Textauszug -
######

Impfstoff für alle?

Covid-19. Der Wettlauf nach einem Impfstoff und die ethischen Fragen dessen Verteilung.

Wenn es denn eines Tages eineh wirksamen Impfstoff gibt - wer bekommt ihn dann? Foto: Rio Tuasikal (VOA) / Wikimedia Commons / PD

(Karl-Friedrich Bopp) – 90 %? 92%? 94,5%? 95%? Oder darf es noch ein bisschen mehr sein? Während wir beunruhigt zu Hause sitzen, vor allen Dingen niemandem zu nahe kommend, uns ständig die Hände waschens, haben wir eigentlich nur eine Sehnsucht. Leben wir vorher! In solch einer Situation helfen natürlich positive Aussichten. Die genannten Prozentzahlen geben die Wirksamkeit von getesteten Impfstoffen bei Probanden an. Mit anderen Worten, neun von 10 zukünftig Geimpften werden erfolgreich dem Virus widerstehen. Na, wenn das keine herrlichen Aussichten sind…

Ein Blick zurück. Kaum war Anfang des Jahres das Virus bekannt, ging das Rennen los. Binnen kurzer Frist liefen weltweit mindestens 224 Impfstoffprojekte an. Nach elf Monaten Forschungsmarathon sind folgende Firmen dabei, als erste die Ziellinie zu überqueren: die amerikanische Firma „Moderna“ liegt bei 94,5 % Wirksamkeit, die amerikanisch-deutsche Forschungskooperation der Firmen „Pfizer/Biontech“ lag zunächst bei 90 %, fand aber schnell nach der Moderna-Ankündigung heraus, dass ihr Impfstoff eigentlich bei 95 % Wirksamkeit liegt. Und nicht zu vergessen, die 92 % Wirksamkeit des russischen Impfstoffs Sputnik V. Leider liegt die französische Firma „Sanofi-Pasteur“ mit der Entwicklung ihres Impfstoffs nicht in der Spitzengruppe.

Bis jetzt sind die Zahlen lediglich Firmenankündigungen. Impfstoffe müssen vor der Vermarktung von einer Arzneimittelbehörde zugelassen werden. In Europa ist das die Aufgabe der Europäischen Arzneimittelagentur. Sie hatte bis März 2019 ihren Sitz in London, zog aber dann wegen des Brexits nach Amsterdam um. Aufgrund des enormen (gesundheits-)politischen Drucks wird diese Phase wahrscheinlich relativ kurz sein, sodass mit einem zugelassenen Impfstoff bis Ende dieses Jahres durchaus gerechnet werden kann.

######

Zeilenauszüge -

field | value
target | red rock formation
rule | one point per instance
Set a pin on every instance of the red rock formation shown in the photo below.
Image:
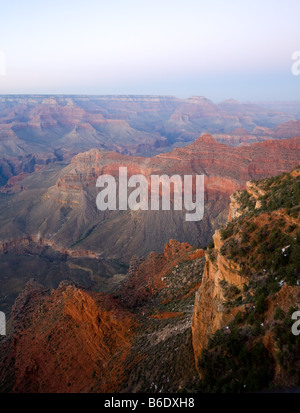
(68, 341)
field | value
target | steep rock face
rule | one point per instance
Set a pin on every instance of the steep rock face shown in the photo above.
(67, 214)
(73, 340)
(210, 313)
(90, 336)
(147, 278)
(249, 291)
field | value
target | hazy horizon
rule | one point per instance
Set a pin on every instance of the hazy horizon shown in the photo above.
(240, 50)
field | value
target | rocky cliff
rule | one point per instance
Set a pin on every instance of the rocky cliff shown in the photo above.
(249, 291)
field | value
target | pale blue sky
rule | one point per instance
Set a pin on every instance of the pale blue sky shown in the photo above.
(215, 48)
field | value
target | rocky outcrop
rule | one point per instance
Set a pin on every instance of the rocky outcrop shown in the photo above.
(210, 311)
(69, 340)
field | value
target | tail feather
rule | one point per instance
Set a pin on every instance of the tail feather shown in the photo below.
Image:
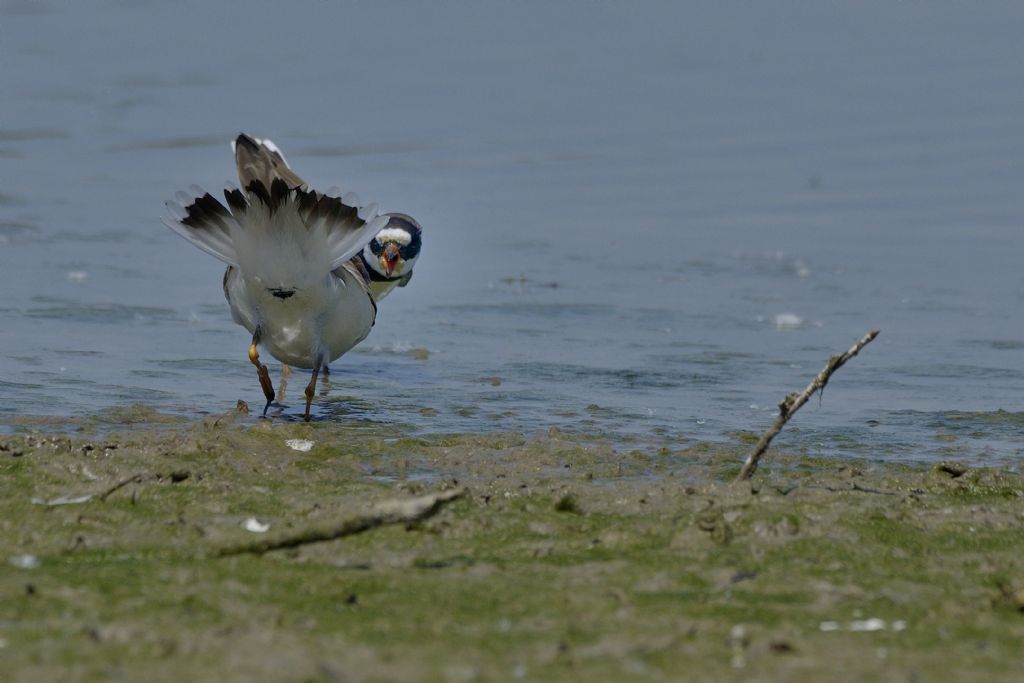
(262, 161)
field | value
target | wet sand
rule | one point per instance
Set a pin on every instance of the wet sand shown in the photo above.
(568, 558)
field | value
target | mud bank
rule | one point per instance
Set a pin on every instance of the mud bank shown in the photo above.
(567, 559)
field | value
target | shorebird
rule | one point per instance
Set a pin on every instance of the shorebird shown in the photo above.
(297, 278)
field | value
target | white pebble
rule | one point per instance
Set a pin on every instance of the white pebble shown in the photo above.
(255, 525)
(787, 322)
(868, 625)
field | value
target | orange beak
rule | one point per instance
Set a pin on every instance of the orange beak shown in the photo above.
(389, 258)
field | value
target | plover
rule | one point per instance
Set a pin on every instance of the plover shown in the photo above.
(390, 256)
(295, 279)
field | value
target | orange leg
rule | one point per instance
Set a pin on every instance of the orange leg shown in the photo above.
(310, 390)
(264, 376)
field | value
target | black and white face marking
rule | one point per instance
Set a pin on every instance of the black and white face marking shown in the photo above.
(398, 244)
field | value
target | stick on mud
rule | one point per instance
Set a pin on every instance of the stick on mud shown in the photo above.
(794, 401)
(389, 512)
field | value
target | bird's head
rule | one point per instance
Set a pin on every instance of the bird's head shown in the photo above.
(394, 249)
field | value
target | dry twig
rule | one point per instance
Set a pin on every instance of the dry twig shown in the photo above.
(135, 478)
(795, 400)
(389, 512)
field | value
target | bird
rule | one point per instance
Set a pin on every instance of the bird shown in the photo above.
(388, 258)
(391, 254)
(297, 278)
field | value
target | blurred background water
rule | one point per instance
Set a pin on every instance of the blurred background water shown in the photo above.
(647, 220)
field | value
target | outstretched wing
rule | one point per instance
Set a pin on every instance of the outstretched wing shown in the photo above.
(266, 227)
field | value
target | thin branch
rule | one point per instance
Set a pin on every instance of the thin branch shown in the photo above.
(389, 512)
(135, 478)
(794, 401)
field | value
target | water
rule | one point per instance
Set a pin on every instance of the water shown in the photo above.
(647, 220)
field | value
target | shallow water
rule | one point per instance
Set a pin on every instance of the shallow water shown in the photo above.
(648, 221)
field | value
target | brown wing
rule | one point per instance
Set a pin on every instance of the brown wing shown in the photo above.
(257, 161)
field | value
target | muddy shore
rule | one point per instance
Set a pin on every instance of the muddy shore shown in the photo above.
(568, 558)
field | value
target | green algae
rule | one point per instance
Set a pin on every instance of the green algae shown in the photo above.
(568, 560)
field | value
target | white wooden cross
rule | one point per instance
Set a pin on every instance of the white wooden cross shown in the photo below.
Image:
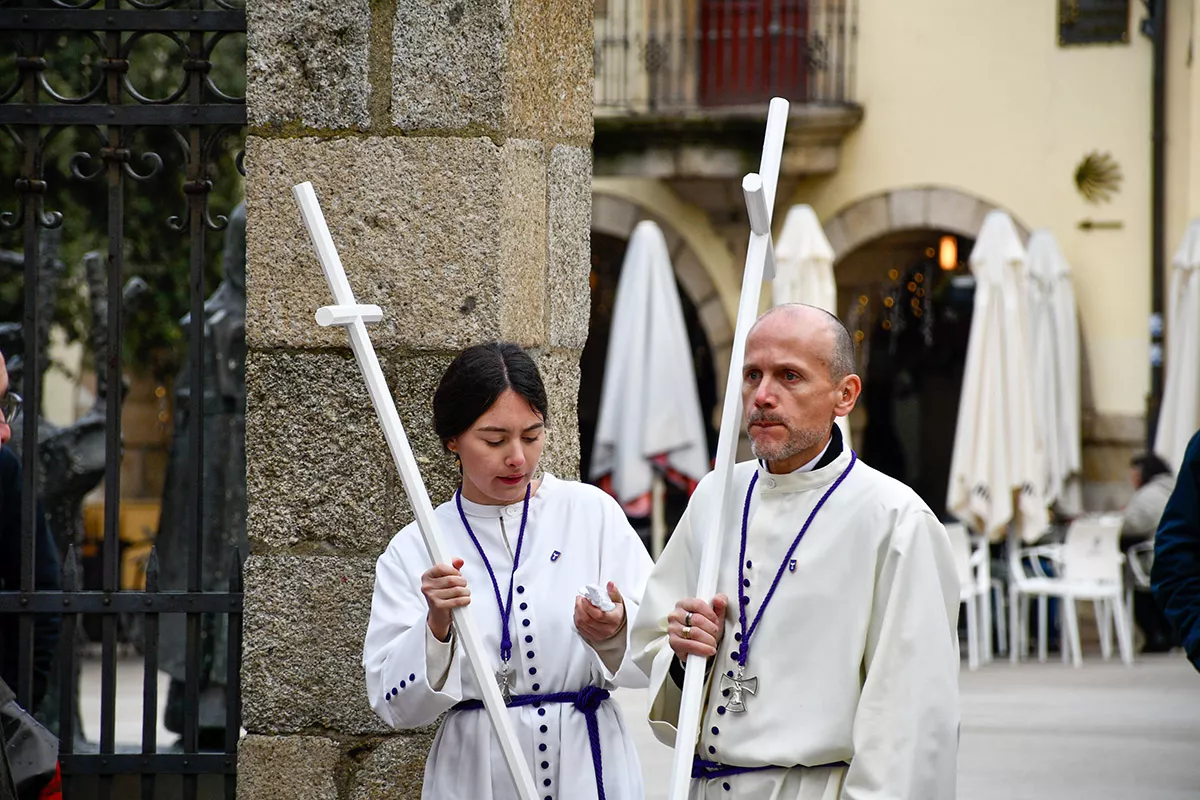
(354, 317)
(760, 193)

######

Aufgabe - Schreibe den Textauszug über die Covid-19-Impfstoffe nach seinem letzten Satz weiter.

Gelöste Aufgabe -
Noch bleiben aber Fragen offen. Zum Beispiel, wie lange ist der Impfstoff wirksam? Lebenslang? Oder nur sechs Monate? Ist der Impfstoff auch ausreichend wirksam bei der älteren Bevölkerung? Deren Immunsystem ist oftmals nicht mehr effizient genug, um die notwendigen Antikörper aufzubauen.

Dann folgt die Frage aller Fragen. Die ethische. Wer wird zuerst geimpft? Und in welcher Reihenfolge danach? Im Augenblick geht man davon aus, dass das Pflegepersonal Priorität genießt. Gefolgt von den Senioren und Seniorinnen über 65 Jahre. Danach Personen mit besonderen Gesundheitsproblemen wie Herz-Kreislauf-Erkrankungen, Diabetes, Bluthochdruck (immerhin 25 % der französischen Bevölkerung).

Um allerdings eine kollektive Immunität aufzubauen, müssen in einem relativ kurzen Zeitraum mindestens 60 % der Bevölkerung geimpft werden. Das bedeutet 48 Millionen Deutsche und 39 Millionen Franzosen. Ohne Impfpflicht gilt es da echte Überzeugungsarbeit zu leisten.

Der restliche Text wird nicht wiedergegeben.